Pick out every line in the entries below that contains the word "pampas" and copy each one. Uppercase and lowercase count as different, so match the case.

----- Exercise material -----

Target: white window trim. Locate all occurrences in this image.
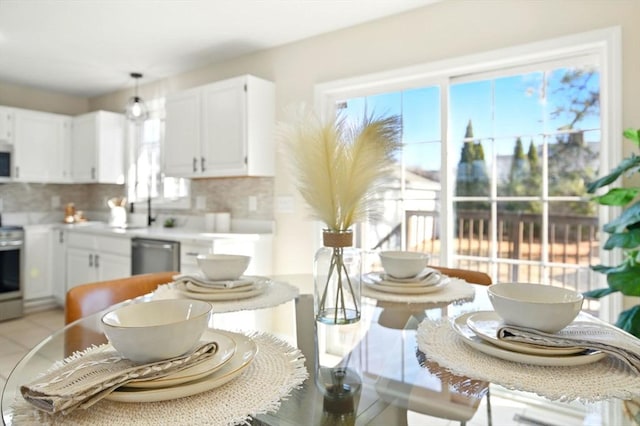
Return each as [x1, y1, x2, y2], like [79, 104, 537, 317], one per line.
[314, 26, 624, 424]
[314, 27, 622, 302]
[126, 99, 191, 213]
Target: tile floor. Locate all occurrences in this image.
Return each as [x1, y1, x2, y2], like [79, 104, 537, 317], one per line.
[0, 309, 616, 426]
[0, 308, 64, 389]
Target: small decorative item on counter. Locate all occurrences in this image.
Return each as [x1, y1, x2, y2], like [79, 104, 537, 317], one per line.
[279, 107, 401, 324]
[73, 210, 87, 222]
[64, 203, 76, 223]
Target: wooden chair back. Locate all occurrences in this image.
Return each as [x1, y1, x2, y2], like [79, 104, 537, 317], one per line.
[64, 271, 178, 356]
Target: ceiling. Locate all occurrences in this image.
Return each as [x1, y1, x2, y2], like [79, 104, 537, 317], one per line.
[0, 0, 438, 97]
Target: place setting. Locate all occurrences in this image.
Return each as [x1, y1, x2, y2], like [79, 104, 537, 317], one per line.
[14, 299, 308, 424]
[417, 283, 640, 401]
[153, 254, 299, 312]
[362, 251, 474, 303]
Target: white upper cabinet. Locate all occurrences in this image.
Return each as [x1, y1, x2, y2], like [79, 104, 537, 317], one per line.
[0, 106, 13, 144]
[71, 111, 125, 184]
[164, 75, 275, 177]
[13, 108, 71, 182]
[71, 111, 125, 184]
[164, 90, 201, 176]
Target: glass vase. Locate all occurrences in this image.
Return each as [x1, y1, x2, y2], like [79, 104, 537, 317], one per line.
[313, 230, 362, 324]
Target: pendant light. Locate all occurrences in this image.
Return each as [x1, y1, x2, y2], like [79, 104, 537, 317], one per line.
[125, 72, 149, 122]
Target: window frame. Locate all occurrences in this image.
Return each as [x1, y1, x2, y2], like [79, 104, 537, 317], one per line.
[125, 98, 191, 211]
[314, 27, 622, 320]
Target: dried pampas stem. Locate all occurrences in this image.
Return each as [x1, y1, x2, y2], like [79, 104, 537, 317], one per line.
[278, 107, 401, 230]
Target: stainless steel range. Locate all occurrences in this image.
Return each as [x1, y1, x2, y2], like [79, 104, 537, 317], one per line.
[0, 226, 24, 321]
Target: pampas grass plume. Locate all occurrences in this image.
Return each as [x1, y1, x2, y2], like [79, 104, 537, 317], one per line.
[278, 106, 401, 231]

-----

* _Response to this task_
Target: dried pampas stem. Locate all occurrences in this image.
Target: pampas grass plume. Locate all occurrences in this image.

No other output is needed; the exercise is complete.